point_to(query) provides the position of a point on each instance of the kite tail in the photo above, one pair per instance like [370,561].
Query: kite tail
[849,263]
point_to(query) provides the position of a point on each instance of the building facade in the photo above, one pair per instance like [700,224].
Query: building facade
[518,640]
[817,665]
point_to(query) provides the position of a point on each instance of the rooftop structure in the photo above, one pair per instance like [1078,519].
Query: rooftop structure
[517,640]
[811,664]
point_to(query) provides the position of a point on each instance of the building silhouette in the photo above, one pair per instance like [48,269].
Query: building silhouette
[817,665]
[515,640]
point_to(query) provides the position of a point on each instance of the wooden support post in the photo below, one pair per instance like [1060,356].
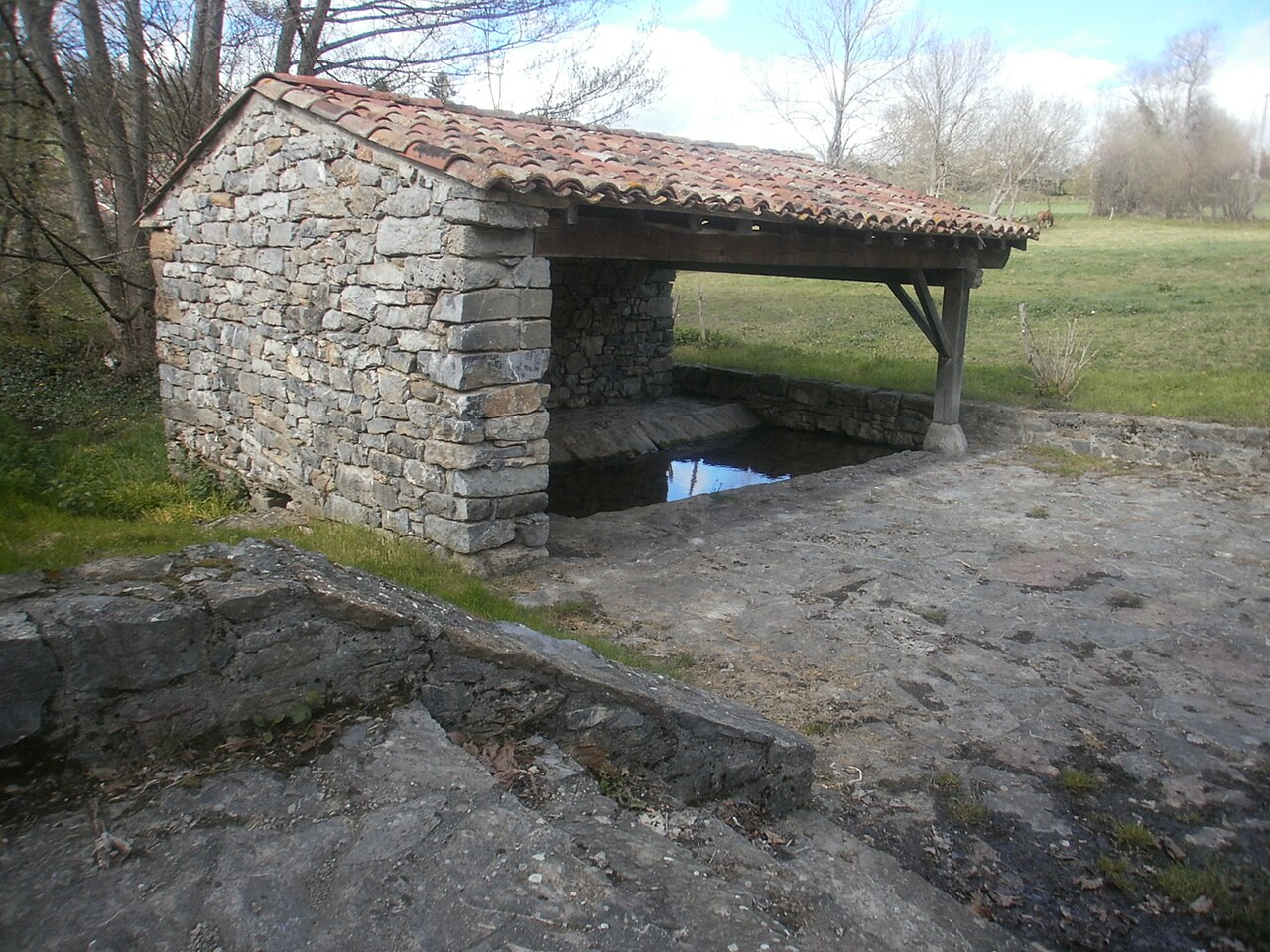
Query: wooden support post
[945,434]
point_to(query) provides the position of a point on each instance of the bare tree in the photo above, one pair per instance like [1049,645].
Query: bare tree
[570,81]
[1171,91]
[100,109]
[945,100]
[1026,135]
[848,53]
[1175,153]
[127,86]
[402,42]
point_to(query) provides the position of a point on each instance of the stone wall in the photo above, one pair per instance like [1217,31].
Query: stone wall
[611,331]
[899,420]
[357,334]
[108,658]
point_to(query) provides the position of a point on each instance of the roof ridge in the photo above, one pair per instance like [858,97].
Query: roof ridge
[321,82]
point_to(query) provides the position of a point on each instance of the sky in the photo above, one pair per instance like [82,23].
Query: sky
[714,50]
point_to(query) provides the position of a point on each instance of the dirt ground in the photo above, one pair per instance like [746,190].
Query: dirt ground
[1039,683]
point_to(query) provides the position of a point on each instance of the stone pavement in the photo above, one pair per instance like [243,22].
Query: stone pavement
[980,619]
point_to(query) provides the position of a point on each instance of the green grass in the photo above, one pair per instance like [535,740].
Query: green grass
[1178,312]
[84,476]
[1079,783]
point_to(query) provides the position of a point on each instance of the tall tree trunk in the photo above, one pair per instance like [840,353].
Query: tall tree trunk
[204,61]
[287,33]
[112,255]
[310,41]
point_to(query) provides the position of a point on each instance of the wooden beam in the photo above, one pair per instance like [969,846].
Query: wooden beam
[952,370]
[933,329]
[621,238]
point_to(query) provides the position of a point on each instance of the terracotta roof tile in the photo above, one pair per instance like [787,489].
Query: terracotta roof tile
[524,155]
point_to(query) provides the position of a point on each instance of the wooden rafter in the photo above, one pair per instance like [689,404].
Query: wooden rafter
[722,244]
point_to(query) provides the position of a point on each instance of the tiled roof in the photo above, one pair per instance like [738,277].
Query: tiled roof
[517,154]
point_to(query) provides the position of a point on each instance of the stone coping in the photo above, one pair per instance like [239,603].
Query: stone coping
[626,429]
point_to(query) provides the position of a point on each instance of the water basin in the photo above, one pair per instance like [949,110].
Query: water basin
[753,457]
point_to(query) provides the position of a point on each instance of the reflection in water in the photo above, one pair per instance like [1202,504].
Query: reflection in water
[763,454]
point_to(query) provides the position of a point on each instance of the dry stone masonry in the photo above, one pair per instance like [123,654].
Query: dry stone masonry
[371,340]
[611,331]
[358,335]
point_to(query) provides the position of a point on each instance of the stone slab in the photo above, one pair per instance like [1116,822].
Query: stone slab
[621,430]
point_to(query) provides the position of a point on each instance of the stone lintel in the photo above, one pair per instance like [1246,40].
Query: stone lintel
[492,304]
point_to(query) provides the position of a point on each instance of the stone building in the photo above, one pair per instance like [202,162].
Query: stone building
[370,303]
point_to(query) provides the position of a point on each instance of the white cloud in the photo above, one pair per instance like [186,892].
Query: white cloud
[710,94]
[703,12]
[1055,73]
[1241,80]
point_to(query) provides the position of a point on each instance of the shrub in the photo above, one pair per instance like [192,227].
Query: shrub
[1056,363]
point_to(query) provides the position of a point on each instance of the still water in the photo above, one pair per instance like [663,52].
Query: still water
[763,454]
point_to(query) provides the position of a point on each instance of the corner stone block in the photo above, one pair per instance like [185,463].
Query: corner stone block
[408,236]
[467,537]
[497,402]
[493,304]
[28,676]
[506,481]
[493,214]
[485,335]
[472,371]
[471,241]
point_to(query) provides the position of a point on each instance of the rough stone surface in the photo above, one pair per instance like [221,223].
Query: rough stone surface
[399,838]
[397,835]
[991,620]
[322,303]
[180,647]
[611,333]
[616,430]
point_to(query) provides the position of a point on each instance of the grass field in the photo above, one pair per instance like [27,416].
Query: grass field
[1179,313]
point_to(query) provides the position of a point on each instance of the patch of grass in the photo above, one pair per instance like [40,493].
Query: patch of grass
[1130,834]
[966,811]
[87,479]
[1060,462]
[1123,280]
[818,729]
[1115,870]
[1079,783]
[961,807]
[1187,884]
[947,783]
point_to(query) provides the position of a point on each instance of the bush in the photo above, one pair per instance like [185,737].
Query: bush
[1056,363]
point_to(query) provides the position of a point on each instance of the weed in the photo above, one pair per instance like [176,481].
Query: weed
[962,807]
[298,714]
[818,729]
[1079,783]
[1125,599]
[1115,870]
[615,783]
[1187,884]
[966,811]
[1130,834]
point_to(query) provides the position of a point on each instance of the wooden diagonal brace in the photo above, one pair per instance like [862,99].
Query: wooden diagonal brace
[928,316]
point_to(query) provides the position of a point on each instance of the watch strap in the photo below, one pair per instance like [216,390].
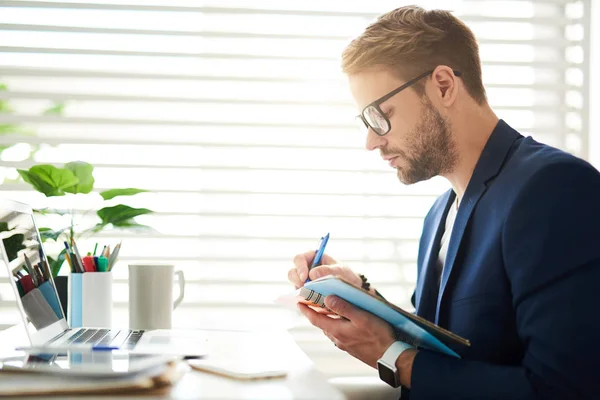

──────────

**TASK STATEMENT**
Leaving out any pictures, write the records above out exactly as they are.

**SOLVED PROBLEM**
point_to(query) provides the position of a point on each instance of the kite tail in the photo above, one pair per instance like [370,561].
Query: kite tail
[849,263]
point_to(query) provides the position of a point on each instance of the building facade in the photo above, one pair per instance like [700,224].
Query: building facade
[518,640]
[817,665]
point_to(query) provides the position of a point on each instance of the rooftop structure in the photo above, one pair per instance like [1078,519].
Query: rooftop structure
[517,640]
[811,664]
point_to(query) provides the position of a point on each instance of the building silhouette in the photo above, one pair per instance like [48,269].
Query: building silhouette
[817,665]
[515,640]
point_to(query) provides the position of a point on each instance of the wooden support post in the photo below, one pair per instance like [1060,356].
Query: wooden support post
[945,434]
point_to(query) provides the position of a point on each instance of the bare tree in the photo above, one pair per instance like [1049,645].
Query: bare tree
[570,81]
[1171,91]
[100,109]
[945,100]
[1026,135]
[848,53]
[1175,153]
[127,86]
[402,42]
point_to(query) provides the position of a point on each instance of the stone wall in the photo above, one pair per instance like [1217,31].
Query: stone wall
[611,331]
[899,420]
[357,334]
[108,658]
point_to(query) provides the position of a point on each instance of the roof ridge in the photo above, one pair per instance like [858,97].
Query: roof ridge
[321,82]
point_to(query) provides the position of a point on each instance of the sky in the photo above, one pair per instance like [82,23].
Query: sky
[714,50]
point_to(query) provides the position of a point on each instance of the dirt ground in the photo above, one pair per instance like [746,190].
Query: dirt ground
[1039,683]
point_to(query) provides the position of a point on each instance of the stone pavement in the photo above, one pair per instance like [243,22].
Query: stone pavement
[980,619]
point_to(query) provides the position of a point on each instance of the green grass in the photo above, one pair per instance like [535,740].
Query: green grass
[1178,312]
[84,476]
[1079,783]
point_to(query) provides the position of a point on each instance of the tall tree trunk in the photo above, one pair per instance like [840,353].
Query: tall tree trunk
[204,61]
[287,33]
[112,255]
[310,41]
point_to(query) provides the position of a point on each instance of the wooden beam in the photo above, one pair per instance like [969,846].
Query: wooden beam
[952,370]
[933,329]
[621,238]
point_to(query) provides the position of a point on each instance of the terracotta roof tile in the photo above, one pair per instance like [787,489].
Query: terracotta roof tile
[524,155]
point_to(query) provides the position of a point on each instance of the wooden rafter in the photo above, one pair per instance like [689,404].
Query: wooden rafter
[722,244]
point_to(query) provides the position of a point on each instance of the tiled roof in the photo above, one pair per instance like [738,277].
Query: tiled roof
[517,154]
point_to(query) provides the position of a point on each instance of the stone coping in the photo above, one pair per instance like [239,603].
Query: stone coping
[626,429]
point_to(query) provides the position of a point on each instance of the water basin in the photo above, one pair per instance like [949,110].
Query: water basin
[753,457]
point_to(query) provides the position of a point on each instance of the reflection in water in the photo above, one pair per instance like [1202,504].
Query: reflection in water
[763,454]
point_to(query) provides the position of a point on each instance of the dry stone masonry in the photo above, one pair per instance like [123,654].
Query: dry stone masonry
[371,340]
[611,331]
[358,335]
point_to(query) provides the position of a point on each instance of the stone slab in the photo above, one pair per instance like [1116,822].
Query: stone slab
[621,430]
point_to(query) provides the position of a point on each instance of the stone lintel in the photo above, one pair per instance like [1246,40].
Query: stone lintel
[492,304]
point_to(query) provides the position of a point on each instance of the stone building in the photo above, one pair per instance like [202,162].
Query: stone building
[370,303]
point_to(query) provides the position of a point on each instance of the white cloud in the photo above, one pair per instance like [186,892].
Query: white cloud
[710,94]
[703,12]
[1055,73]
[1241,80]
point_to(query) provides the position of a point on each instance of the shrub in the photo above, one pair per instance like [192,227].
Query: shrub
[1056,363]
point_to(query) provides the position of a point on each instance of the still water in the photo above, one pair per instance like [663,52].
Query: still water
[763,454]
point_to(query) provides the position of a point on each instance of the corner stone block in the photo above, one pair per instance like [185,463].
Query: corner stone block
[408,236]
[467,537]
[497,402]
[493,304]
[28,676]
[506,481]
[493,214]
[485,335]
[472,371]
[471,241]
point_to(query) provides the position of a point on each instance of the rough stone surface in the photo above, one pair per instance like [221,223].
Query: rough stone surface
[399,838]
[397,835]
[991,620]
[322,303]
[180,647]
[611,333]
[616,430]
point_to(query) provides the position of a point on each instance of the grass field in the photo above, one pair per instance like [27,416].
Query: grass field
[1179,313]
point_to(query) provides the position of a point on each instance of the patch of grass in the photo above, one pair per instance like [40,493].
Query: patch of grass
[1130,834]
[966,811]
[87,479]
[1060,462]
[1123,280]
[818,729]
[1115,870]
[1079,783]
[961,807]
[1187,884]
[947,783]
point_to(query) provides the position of a point on each instance of the bush in the photo above, one pair per instance like [185,737].
Query: bush
[1056,363]
point_to(query) provides the position of a point on each instance of the weed in the photo above, one pair per instance like [176,481].
Query: weed
[962,807]
[298,714]
[818,729]
[1079,783]
[1125,599]
[1115,870]
[615,783]
[1187,884]
[966,811]
[1130,834]
point_to(query) provides the position of a point on each instance of the wooden diagonal brace in the photo above, one pair per instance like [862,99].
Query: wooden diagonal brace
[928,316]
point_to(query) provides the position of a point on each instance of the watch strap in the photo below, one pair per instance like [216,390].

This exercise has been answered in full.